Some records:
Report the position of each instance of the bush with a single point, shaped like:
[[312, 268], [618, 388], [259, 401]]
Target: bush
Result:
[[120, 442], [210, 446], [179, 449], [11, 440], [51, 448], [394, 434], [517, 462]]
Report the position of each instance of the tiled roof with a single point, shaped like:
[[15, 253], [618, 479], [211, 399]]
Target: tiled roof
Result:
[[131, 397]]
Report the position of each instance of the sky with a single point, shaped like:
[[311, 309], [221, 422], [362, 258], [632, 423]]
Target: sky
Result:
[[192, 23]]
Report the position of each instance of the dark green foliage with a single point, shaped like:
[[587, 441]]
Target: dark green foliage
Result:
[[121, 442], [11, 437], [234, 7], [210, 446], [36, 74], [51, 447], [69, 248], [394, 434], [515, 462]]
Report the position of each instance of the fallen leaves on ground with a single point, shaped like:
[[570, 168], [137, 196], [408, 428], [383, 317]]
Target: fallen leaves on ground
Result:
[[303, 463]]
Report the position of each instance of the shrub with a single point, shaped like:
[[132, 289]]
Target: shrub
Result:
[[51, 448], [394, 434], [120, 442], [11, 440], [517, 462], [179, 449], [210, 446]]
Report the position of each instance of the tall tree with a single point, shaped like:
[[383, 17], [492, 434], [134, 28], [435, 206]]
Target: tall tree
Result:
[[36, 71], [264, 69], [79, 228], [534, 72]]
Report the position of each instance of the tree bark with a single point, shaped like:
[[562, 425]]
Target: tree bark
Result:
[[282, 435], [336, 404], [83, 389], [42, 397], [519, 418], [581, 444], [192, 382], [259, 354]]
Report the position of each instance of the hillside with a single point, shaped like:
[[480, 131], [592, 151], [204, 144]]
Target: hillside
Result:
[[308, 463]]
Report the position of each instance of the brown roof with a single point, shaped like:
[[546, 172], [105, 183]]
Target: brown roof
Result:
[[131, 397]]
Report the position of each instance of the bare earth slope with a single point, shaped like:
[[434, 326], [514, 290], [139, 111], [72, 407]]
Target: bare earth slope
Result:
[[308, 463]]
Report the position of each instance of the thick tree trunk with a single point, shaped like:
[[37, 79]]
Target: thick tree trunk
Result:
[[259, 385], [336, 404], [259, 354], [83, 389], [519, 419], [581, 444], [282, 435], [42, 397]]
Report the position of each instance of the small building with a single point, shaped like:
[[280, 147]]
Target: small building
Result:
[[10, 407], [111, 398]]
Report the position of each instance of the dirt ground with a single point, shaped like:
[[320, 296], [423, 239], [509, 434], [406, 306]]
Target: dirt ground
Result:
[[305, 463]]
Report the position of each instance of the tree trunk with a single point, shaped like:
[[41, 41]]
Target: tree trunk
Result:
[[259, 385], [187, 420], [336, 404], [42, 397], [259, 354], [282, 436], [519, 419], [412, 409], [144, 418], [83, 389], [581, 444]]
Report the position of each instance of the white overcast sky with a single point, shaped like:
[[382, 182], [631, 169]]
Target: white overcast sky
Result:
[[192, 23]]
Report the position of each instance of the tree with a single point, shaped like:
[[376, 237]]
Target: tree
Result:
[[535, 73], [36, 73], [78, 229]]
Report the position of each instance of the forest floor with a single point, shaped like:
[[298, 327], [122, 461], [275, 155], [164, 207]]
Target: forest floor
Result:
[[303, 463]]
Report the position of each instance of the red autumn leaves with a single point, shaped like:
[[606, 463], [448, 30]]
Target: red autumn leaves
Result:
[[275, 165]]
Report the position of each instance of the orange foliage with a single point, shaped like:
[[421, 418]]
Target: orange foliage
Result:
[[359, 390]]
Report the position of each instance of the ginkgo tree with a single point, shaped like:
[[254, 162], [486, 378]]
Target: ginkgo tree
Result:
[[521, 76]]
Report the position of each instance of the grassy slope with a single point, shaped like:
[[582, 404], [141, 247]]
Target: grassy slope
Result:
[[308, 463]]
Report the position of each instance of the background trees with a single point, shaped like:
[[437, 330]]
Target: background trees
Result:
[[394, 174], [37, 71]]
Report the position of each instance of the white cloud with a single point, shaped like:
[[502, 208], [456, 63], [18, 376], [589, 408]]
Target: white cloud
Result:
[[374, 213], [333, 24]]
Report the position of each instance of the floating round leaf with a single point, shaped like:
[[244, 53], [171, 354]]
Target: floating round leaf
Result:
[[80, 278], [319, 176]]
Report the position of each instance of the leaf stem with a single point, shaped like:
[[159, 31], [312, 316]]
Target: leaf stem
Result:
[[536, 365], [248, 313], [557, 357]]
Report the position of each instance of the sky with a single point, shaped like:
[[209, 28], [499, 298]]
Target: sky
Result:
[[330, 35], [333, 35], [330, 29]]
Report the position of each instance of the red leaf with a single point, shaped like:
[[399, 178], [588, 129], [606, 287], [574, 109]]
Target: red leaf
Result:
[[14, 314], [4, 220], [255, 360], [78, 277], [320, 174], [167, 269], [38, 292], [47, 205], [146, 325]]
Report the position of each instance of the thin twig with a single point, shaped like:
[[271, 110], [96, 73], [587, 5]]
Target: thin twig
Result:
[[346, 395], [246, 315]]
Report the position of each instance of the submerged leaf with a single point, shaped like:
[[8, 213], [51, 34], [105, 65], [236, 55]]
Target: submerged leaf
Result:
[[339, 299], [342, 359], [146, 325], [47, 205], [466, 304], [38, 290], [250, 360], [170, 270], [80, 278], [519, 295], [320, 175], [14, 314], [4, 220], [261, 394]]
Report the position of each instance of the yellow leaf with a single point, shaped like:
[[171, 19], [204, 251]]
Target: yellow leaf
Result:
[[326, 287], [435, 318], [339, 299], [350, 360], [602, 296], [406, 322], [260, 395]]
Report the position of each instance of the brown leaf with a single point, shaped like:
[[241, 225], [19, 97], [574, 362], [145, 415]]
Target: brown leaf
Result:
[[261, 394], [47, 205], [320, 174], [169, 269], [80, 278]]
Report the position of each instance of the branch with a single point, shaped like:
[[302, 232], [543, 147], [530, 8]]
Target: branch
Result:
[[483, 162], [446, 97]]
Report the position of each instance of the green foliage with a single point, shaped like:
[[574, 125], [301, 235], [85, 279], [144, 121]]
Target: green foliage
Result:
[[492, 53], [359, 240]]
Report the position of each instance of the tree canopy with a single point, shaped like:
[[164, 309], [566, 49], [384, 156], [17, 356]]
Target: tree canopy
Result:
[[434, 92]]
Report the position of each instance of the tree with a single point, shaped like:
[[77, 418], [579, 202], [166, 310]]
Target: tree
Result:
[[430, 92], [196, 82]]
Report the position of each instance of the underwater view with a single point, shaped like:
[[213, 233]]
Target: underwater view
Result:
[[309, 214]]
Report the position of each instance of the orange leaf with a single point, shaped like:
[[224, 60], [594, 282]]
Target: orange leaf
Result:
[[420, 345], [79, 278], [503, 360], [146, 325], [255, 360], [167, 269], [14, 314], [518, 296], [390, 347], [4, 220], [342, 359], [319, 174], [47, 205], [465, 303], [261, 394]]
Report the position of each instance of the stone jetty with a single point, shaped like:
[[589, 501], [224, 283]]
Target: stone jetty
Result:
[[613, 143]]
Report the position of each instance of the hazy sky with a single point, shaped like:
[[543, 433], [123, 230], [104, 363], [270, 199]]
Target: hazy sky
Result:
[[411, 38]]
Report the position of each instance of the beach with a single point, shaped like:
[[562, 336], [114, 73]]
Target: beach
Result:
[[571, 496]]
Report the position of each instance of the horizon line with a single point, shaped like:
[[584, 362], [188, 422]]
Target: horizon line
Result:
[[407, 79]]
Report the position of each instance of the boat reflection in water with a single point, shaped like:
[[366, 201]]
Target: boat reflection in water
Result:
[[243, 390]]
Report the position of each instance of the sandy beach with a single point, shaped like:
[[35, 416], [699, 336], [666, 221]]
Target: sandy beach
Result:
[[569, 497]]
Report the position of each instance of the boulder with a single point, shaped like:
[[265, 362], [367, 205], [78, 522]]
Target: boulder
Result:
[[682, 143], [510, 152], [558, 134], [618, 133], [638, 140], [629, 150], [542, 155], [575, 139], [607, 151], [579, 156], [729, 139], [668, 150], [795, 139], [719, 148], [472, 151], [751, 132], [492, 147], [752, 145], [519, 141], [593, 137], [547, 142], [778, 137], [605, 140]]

## PROBLEM TO SOLVE
Could you repeat, word for word, everything in the records above from the line containing "Report the position of each instance of the floating" down to the line containing "[[80, 278], [319, 176]]", both of those lines included?

## PROBLEM SOLUTION
Report the position of each instance of the floating round leaf with a single point, shaped like:
[[244, 53], [171, 354]]
Target: floating round leaf
Result:
[[80, 278], [319, 176]]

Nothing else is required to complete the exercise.